**Set task:** The lines to be copied run from the one containing "Objective — locate every instance of the overcast" to the end of the material below; reproduce them exactly, including both ends, and nothing more.

* Start Dataset records *

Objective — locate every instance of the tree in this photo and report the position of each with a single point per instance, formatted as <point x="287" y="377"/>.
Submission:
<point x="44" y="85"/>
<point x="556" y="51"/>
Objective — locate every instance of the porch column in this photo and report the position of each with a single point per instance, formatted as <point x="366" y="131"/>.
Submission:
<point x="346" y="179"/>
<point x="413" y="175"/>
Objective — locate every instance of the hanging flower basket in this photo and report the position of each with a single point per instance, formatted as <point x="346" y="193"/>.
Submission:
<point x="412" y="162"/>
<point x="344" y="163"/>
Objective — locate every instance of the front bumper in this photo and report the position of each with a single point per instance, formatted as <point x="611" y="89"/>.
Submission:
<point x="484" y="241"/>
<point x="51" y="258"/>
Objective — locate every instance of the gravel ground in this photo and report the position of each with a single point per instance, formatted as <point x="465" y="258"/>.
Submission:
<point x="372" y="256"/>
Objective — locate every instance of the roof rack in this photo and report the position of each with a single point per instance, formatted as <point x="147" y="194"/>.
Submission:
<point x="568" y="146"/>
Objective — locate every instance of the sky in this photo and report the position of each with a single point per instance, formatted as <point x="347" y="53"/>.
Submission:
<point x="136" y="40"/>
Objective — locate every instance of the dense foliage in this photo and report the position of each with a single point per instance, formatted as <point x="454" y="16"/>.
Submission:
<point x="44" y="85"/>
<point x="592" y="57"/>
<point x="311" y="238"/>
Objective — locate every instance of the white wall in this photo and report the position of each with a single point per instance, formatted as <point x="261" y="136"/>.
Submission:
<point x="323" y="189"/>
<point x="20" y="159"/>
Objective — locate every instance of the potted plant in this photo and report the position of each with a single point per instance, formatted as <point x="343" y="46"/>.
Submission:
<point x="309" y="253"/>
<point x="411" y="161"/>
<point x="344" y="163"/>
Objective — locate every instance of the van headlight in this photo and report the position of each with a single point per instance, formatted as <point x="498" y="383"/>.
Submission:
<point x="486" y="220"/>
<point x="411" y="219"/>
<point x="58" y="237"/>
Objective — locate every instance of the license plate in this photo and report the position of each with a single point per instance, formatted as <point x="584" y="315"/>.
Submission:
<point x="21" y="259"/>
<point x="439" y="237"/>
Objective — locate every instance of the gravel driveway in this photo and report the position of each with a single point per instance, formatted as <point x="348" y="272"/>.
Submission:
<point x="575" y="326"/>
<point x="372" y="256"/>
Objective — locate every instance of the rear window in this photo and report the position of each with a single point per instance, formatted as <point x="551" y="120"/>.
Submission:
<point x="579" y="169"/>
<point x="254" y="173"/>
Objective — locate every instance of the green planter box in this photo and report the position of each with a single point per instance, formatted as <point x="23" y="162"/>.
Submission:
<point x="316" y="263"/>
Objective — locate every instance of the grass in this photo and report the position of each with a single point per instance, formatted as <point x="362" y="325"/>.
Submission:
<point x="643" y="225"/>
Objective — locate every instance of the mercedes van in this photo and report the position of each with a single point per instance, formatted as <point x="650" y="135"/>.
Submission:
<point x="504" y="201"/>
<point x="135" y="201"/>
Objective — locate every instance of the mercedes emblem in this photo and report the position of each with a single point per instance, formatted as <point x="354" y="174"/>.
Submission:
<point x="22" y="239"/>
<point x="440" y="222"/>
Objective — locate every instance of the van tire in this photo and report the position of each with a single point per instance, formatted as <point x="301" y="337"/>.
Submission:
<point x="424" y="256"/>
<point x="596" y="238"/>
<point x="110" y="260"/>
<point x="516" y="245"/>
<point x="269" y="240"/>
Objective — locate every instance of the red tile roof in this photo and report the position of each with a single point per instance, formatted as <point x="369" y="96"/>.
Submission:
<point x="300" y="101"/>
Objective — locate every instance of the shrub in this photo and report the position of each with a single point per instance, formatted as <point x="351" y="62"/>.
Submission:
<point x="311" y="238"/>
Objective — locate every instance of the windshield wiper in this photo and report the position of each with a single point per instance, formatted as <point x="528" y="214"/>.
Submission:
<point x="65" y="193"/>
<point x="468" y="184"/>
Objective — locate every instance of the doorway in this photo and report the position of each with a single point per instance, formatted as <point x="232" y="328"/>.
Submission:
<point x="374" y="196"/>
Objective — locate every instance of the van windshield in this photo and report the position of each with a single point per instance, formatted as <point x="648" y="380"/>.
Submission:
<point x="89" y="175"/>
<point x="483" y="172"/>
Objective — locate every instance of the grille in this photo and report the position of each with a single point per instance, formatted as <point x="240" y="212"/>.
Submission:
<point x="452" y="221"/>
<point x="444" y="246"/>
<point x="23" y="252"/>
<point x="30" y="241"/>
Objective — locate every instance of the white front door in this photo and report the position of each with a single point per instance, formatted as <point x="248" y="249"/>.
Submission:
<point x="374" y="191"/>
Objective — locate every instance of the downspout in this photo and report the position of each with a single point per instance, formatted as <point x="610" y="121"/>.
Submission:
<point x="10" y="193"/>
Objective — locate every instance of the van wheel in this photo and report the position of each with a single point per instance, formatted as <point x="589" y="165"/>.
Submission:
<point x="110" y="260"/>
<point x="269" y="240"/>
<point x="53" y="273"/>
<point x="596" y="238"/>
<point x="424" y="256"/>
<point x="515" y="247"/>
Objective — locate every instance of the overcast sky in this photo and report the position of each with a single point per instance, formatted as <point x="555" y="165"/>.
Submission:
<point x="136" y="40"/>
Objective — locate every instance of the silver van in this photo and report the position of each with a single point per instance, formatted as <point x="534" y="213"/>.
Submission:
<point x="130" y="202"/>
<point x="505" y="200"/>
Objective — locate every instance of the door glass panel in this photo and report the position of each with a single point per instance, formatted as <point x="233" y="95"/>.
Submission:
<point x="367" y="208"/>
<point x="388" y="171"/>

* End Dataset records *

**Exercise output:**
Objective — locate every instance of the overcast sky in this photo and report the position of each with a single point per instance, formatted as <point x="555" y="165"/>.
Submission:
<point x="136" y="40"/>
Objective — locate every instance of the silver van in this photo and report the position of each with a single point per instance, formatted as <point x="534" y="213"/>.
Submission:
<point x="130" y="202"/>
<point x="505" y="200"/>
Objective — locate every instance of the door glass panel in this photo and report the position of each with a single point per instance, formatted as <point x="233" y="95"/>.
Submission:
<point x="367" y="208"/>
<point x="388" y="171"/>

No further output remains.